Write out the lines starting at the one that holds "Task: indicate one point on every instance of the red" and ending with the final line of the data, exactly and with no others.

***

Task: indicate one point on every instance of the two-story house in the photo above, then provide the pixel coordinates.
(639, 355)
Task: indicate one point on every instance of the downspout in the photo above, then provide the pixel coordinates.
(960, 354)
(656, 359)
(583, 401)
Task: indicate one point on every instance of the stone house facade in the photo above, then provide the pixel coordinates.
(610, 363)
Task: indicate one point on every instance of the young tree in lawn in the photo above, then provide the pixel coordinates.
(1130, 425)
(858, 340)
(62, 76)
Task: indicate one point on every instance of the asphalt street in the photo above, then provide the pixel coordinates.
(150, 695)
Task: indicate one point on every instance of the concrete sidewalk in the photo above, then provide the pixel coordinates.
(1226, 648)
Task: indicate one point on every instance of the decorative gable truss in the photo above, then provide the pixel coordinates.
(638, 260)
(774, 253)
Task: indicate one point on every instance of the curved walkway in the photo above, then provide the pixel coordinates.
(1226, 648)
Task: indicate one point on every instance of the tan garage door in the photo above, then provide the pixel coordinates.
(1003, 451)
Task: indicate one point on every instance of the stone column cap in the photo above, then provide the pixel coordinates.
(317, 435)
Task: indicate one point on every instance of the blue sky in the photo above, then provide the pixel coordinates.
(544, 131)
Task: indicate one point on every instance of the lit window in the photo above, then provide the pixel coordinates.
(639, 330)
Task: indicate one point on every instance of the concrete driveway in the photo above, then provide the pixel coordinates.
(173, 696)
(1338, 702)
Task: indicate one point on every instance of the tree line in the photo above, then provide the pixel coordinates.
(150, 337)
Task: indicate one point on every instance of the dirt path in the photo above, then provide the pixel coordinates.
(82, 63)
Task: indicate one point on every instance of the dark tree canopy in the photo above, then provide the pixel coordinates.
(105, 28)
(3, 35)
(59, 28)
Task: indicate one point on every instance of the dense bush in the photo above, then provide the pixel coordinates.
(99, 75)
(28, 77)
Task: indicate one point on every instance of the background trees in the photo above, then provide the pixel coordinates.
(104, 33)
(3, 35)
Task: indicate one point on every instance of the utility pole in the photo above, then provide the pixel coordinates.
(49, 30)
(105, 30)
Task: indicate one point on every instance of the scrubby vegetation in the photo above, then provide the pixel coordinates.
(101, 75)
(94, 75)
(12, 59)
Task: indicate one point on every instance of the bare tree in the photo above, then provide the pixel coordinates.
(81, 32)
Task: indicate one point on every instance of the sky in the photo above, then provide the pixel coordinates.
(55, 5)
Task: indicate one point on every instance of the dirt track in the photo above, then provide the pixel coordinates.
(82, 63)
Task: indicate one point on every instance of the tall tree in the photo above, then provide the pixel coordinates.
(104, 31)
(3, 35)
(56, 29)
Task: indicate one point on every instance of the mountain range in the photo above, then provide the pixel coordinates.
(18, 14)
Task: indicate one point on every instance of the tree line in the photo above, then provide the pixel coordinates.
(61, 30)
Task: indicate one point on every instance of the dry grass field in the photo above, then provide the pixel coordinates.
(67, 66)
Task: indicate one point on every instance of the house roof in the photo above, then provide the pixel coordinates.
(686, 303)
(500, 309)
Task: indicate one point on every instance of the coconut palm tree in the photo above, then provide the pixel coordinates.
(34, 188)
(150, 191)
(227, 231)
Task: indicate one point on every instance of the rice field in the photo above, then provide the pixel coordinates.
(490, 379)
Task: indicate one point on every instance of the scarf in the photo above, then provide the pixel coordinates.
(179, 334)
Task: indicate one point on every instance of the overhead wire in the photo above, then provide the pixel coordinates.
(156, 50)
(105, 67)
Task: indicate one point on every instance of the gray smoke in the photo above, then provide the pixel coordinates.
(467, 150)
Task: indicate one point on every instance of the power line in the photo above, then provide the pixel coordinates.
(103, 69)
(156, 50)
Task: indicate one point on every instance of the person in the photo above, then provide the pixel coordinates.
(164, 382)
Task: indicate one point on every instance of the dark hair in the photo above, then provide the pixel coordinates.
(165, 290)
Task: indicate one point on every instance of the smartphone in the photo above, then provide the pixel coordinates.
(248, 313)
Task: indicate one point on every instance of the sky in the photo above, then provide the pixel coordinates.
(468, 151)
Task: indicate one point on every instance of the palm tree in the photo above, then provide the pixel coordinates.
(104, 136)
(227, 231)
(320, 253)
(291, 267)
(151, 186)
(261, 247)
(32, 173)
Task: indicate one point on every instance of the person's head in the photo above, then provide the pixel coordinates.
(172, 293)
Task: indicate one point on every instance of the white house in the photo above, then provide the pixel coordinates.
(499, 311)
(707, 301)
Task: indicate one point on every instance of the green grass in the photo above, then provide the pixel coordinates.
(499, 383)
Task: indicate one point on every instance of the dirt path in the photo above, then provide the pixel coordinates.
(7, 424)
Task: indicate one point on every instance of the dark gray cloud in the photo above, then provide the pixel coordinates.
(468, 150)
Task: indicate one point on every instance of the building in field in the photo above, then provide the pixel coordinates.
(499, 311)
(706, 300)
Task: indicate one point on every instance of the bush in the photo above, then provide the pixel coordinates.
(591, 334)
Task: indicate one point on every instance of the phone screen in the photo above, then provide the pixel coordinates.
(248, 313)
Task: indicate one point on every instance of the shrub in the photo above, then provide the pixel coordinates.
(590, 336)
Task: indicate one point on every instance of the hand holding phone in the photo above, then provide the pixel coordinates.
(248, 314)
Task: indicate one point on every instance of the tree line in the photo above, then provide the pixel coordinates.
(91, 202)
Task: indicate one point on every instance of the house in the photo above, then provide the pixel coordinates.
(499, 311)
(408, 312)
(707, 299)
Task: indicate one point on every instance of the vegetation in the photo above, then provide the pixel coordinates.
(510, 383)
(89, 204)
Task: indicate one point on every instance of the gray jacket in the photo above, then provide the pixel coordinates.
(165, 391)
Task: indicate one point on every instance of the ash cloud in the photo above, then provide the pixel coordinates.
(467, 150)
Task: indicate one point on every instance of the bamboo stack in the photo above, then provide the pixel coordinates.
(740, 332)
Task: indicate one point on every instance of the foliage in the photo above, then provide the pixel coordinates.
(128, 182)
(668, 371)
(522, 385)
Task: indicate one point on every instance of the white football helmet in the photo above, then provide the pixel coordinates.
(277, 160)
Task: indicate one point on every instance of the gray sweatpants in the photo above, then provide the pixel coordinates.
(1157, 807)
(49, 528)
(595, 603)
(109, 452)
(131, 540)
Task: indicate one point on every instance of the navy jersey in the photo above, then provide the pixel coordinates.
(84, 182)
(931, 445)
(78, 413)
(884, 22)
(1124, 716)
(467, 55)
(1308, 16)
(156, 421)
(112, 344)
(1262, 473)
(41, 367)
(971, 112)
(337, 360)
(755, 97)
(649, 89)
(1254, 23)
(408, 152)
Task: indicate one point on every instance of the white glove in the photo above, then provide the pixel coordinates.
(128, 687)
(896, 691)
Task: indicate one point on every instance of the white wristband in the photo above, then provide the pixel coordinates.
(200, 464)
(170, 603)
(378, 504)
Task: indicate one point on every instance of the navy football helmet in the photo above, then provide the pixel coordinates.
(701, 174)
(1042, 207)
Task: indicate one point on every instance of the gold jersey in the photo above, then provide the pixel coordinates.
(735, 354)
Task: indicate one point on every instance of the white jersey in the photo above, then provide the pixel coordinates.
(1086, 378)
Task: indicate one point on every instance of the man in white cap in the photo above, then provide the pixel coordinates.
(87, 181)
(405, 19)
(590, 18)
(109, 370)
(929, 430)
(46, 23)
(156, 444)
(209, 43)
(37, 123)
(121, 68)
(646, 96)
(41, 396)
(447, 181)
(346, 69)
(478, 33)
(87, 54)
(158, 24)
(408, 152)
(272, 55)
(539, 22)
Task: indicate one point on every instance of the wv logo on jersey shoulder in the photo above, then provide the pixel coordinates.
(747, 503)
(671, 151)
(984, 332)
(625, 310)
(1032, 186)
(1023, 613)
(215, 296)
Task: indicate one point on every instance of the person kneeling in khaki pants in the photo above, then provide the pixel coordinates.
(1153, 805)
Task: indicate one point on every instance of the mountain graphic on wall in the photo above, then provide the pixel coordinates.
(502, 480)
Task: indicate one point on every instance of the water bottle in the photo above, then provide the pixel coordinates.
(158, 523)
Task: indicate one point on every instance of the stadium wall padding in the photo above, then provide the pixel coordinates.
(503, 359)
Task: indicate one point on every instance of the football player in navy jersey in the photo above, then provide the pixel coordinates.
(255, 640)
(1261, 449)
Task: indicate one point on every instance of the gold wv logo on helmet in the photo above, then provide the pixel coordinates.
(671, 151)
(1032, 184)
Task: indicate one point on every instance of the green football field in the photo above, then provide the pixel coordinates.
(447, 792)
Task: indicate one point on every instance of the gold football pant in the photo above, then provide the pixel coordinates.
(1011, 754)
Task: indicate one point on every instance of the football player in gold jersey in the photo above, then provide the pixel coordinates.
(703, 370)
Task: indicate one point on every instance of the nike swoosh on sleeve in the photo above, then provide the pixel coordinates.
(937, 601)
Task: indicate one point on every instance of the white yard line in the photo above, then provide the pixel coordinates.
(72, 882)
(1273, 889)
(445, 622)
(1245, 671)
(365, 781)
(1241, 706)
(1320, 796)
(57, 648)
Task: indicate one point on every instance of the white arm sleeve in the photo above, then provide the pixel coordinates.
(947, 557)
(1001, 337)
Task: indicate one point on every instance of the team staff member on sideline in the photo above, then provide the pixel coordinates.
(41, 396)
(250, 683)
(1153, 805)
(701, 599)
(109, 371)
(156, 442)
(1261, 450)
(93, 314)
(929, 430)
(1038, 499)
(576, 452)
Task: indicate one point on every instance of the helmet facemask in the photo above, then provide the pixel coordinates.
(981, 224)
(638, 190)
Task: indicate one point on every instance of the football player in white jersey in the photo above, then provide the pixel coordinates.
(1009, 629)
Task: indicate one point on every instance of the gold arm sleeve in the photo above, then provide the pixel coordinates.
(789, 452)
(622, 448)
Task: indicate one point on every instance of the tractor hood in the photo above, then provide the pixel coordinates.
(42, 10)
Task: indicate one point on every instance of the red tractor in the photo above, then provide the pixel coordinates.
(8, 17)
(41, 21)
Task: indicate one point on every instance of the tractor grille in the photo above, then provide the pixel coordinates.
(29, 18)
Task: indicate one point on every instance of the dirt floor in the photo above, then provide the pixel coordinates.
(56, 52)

***

Written solution »
Task: indicate one point on every instance of the red tractor in the photo above, then provide the pixel coordinates.
(8, 17)
(41, 21)
Task: indicate one point on every instance of the tractor grille in the photo above, then provide the pixel coordinates.
(29, 18)
Task: indicate one point on every instance of the dirt floor in the photo above, then provide the pixel coordinates.
(56, 52)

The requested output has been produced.